Selected excerpt:
----------------

I don't have thousands of words inked around my eyes, but there are so many words and stories coiled up in my head, eager for a chance to be released from my lips. Ever since I was a small girl, books and stories have been my passion, my solace. Human beings of flesh and blood were a much more arcane subject to handle. I'd run my mouth through entire conversations with the characters of my mental fantasies, yet be unable to shatter the silence that permeated the air between my classmates and me. There was nothing that could prompt my cold, shy self to be interested in anyone outside my family and my pathetically tiny group of friends. There was nothing that could make me reveal the theater of my imagination to the audience of the outside world. It would take divine intervention to bend my stubborn mind.

But then came the week when I pulled The Orphan's Tales: In the Night Garden and the sequel The Orphan's Tales: In the Cities of Coin and Spice off the library shelf and began reading. The first few pages of In the Night Garden introduced me to a girl not unlike myself-isolated, yet brimming with yarns to be spun. Oh, I've read plenty of books that featured loner-type characters, but this was the first one that I could truly identify with. The barriers that separated me from other people were constructed by my own will instead of the prejudice of strangers, but I, like the orphaned girl in the garden, also needed a listener for my tales. That feeling must have been hidden deep within my psyche for years before being excavated. But that wasn't enough to break my timidity around others. I needed something even bigger to jolt me into action. And that brings to the actual structure of The Orphan's Tales.

Unlike some readers, I never got lost in your intricate maze of nested, interrelated tales. Even though the Orphan's stories were steeped in fantasy and fairy tale, they trailed and crossed through the lives of many people. Long after finishing the final page of In the Cities of Coin and Spice, my mind still held on to a certain quote uttered by a certain dressmaking spider: "Another creature's tale is like a web: it spirals in and out again, and if you are not careful, you may become stuck while the teller weaves on." This line of thinking became the jolt I needed when I realized that it applies to real life as well. It doesn't matter if the person is an orphan, a Sultan, or a sailor; everyone has a story to share, everyone is living out a story. People loop in and out of each others' lives like characters in a plot. A malevolent antagonist to one set of eyes may be a heroic protagonist to another. Someone you only catch glance of on the street may consider you a minor character in the tale they star in. What I had always craved for underneath the covers of books, on the television screen, and at the movie theater also exists in everyday life. Maybe real life isn't as glamorous as fairy tale life, but it's still pulsing with narrative threads. That was the push I needed to turn my attitude around; the spark that threw me into the human instinct to socialize. It wasn't immediate, as the effects didn't manifest until a few weeks later and a therapist is still helping me in my quest to conquer my social anxieties. But isn't it enough that I'm making an effort? At least now I am taking steps towards a new goal. At least now I can let the words spring out of my throat in a classmate-to-classmate conversation with less apprehension.

What are people made of? Flesh, organs, and the molecules of various names on the periodic table, the scientists say. For many years, I was content with just this cold, matter-of-fact answer. Obviously my current mindset is different. Stories, I now say, also make up every ounce of a person's being from the snapping of the umbilical cord to the last breath before the grave. It's up to me to reach out to other people, find those stories, make connections, and find ears that will hear my tales. There's a world of wonders waiting for me beyond the gates of solitude, and it's not nestled inside the pages of a book. Thanks to The Orphan's Tales, I've found a way out of my Garden. The journey will be littered with obstacles and the road will be long, but I have started it and that is all that matters.

----------------

Supplied material:
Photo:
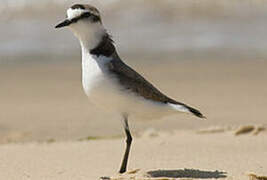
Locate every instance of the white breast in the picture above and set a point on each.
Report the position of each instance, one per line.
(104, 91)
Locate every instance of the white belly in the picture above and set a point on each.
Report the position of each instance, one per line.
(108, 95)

----------------

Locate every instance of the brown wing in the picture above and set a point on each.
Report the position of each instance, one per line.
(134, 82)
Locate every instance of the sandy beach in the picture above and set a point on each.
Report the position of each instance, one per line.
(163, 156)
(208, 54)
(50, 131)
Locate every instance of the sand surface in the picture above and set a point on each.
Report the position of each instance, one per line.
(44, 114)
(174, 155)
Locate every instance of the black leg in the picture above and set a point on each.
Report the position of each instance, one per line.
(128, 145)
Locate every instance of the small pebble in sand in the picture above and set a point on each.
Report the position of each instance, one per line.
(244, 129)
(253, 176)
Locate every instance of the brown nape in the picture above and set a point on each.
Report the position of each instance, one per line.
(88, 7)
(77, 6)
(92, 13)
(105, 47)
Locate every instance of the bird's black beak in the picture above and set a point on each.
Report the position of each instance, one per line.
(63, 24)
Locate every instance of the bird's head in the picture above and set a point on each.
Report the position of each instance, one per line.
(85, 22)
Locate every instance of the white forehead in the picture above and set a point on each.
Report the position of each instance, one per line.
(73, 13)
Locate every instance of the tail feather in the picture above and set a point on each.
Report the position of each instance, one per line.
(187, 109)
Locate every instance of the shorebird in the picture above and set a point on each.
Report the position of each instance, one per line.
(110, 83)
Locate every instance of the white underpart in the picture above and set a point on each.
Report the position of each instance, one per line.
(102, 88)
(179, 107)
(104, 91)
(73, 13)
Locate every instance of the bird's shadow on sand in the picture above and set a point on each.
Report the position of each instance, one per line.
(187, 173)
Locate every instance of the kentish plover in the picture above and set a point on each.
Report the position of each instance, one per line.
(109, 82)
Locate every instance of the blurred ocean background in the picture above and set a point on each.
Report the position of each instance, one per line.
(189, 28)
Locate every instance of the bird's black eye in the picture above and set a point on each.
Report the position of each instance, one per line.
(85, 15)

----------------

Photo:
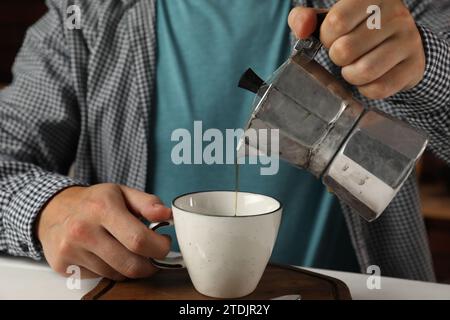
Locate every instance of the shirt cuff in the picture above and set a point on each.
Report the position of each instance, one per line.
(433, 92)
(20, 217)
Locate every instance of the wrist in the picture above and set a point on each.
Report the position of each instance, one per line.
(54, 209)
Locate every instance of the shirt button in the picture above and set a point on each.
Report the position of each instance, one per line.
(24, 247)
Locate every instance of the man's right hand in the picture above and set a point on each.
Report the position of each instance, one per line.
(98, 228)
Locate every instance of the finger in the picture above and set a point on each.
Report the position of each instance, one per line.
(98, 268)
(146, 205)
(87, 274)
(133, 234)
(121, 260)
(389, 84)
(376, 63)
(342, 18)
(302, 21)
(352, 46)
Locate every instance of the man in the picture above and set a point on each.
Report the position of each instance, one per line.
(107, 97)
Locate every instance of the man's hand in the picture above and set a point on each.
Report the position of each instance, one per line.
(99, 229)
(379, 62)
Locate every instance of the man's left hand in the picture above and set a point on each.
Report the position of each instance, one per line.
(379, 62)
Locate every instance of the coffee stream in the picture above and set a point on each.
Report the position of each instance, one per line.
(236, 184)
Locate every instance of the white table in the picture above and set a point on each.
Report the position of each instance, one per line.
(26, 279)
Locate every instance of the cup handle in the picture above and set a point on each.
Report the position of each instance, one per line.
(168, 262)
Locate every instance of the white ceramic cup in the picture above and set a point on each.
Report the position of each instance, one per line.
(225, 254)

----------------

Required actions:
(a) In the essay about The Orphan's Tales, which character speaks the line comparing another creature's tale to a web?
(b) Please condense the paragraph of the essay about The Orphan's Tales that begins "But then came the week" into a short bulleted list that keeps its main facts.
(c) According to the essay about The Orphan's Tales, what do scientists say people are made of? List each item.
None of the material above is needed for what follows.

Results:
(a) A dressmaking spider.

(b)
- The narrator took The Orphan's Tales: In the Night Garden and its sequel, In the Cities of Coin and Spice, from the library.
- The opening pages introduced an isolated girl full of stories, the first loner character the narrator truly identified with.
- The narrator's barriers were self-made, not caused by strangers' prejudice, but like the orphaned girl the narrator needed a listener.
- This long-buried feeling was not enough to overcome the narrator's shyness, so a bigger jolt was needed, which came from the books' structure.

(c)
- Flesh
- Organs
- The molecules of various names on the periodic table